##### Source records #####

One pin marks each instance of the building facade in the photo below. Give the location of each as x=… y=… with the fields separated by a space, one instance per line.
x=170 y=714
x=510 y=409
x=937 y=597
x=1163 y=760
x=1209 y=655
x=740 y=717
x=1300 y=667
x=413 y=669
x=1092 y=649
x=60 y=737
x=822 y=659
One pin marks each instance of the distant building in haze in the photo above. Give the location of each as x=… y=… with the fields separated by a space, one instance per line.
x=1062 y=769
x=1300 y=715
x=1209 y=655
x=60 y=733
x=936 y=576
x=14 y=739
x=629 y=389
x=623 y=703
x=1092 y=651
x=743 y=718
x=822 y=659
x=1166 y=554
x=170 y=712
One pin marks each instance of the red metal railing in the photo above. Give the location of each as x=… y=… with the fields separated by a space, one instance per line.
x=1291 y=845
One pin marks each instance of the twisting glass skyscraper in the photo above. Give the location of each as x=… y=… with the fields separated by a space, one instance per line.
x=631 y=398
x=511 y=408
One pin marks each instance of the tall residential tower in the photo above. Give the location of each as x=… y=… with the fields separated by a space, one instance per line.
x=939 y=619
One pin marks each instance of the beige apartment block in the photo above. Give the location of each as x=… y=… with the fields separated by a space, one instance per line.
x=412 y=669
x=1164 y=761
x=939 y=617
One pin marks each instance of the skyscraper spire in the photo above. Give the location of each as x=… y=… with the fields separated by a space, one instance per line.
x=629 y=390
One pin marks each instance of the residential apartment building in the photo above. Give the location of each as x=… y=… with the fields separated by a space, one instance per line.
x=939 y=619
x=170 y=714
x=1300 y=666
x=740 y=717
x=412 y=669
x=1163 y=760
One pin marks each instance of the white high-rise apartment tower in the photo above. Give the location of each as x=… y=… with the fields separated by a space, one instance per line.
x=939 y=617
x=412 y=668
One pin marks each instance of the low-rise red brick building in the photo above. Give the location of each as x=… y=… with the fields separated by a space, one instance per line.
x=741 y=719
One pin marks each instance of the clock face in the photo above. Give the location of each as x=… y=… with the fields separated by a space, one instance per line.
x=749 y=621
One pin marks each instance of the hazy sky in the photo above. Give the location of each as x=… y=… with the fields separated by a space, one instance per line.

#####

Aim: Recast these lines as a numbered list, dropping any blank lines.

Expected answer:
1. One pin marks each instance of the building facade in the photo below. Give the location of each as x=… y=… with the fields separated by a space, one instance per line.
2. x=170 y=714
3. x=510 y=409
4. x=937 y=597
5. x=1163 y=760
6. x=1209 y=655
7. x=740 y=717
8. x=1300 y=667
9. x=413 y=669
10. x=1092 y=649
11. x=60 y=737
12. x=822 y=659
13. One pin marks each instance of the distant building in haze in the photo above. Give the location of each as x=… y=… with the fields separated by a space, one instance per line.
14. x=1062 y=769
15. x=1300 y=715
16. x=1209 y=655
17. x=60 y=733
18. x=936 y=576
19. x=14 y=739
20. x=629 y=389
21. x=623 y=703
22. x=1092 y=651
23. x=743 y=718
24. x=822 y=659
25. x=1166 y=554
26. x=170 y=712
27. One pin marks each instance of the red metal railing in the photo above. Give the location of each as x=… y=… with the fields separated by a space, one instance per line.
28. x=1291 y=845
29. One pin marks each instance of the twisting glass skyscraper in the photo above. Give the location of each as x=… y=… with the fields separated by a space, one instance per line.
30. x=631 y=398
31. x=511 y=408
32. One pin marks each instance of the tall residential tower in the photo above. Give the location of each as x=… y=… with the fields separated by a space, one instance per line.
33. x=939 y=619
34. One pin marks each instance of the beige apartment block in the photo above. Give the location of each as x=… y=… with the fields separated by a space, one instance per line.
35. x=412 y=669
36. x=1164 y=761
37. x=939 y=617
38. One pin marks each instance of the skyscraper spire in the photo above. Give the location of each as x=… y=… with the fields separated by a space, one instance per line.
39. x=629 y=390
40. One pin marks each instance of the residential apartment building in the photo above. Give the location of each as x=… y=… with the fields separated by a space, one instance per line.
41. x=939 y=619
42. x=170 y=714
43. x=1300 y=666
44. x=740 y=717
45. x=412 y=669
46. x=1163 y=760
47. One pin marks each instance of the white high-rise apartment tower in the photo above. Give the location of each as x=… y=… with the fields separated by a space, one instance per line.
48. x=939 y=617
49. x=412 y=668
50. One pin marks each instance of the low-rise red brick building in the photo above. Give the location of each as x=… y=… with the fields separated by a space, one instance per line.
51. x=741 y=719
52. One pin marks each instance of the clock face in the photo above. Give the location of each as x=… y=… with the fields separated by a space, one instance per line.
53. x=749 y=621
54. One pin marks each instance of the hazy sky in the photo above. Give the location of each as x=… y=… with the fields separated by a space, one instance per line.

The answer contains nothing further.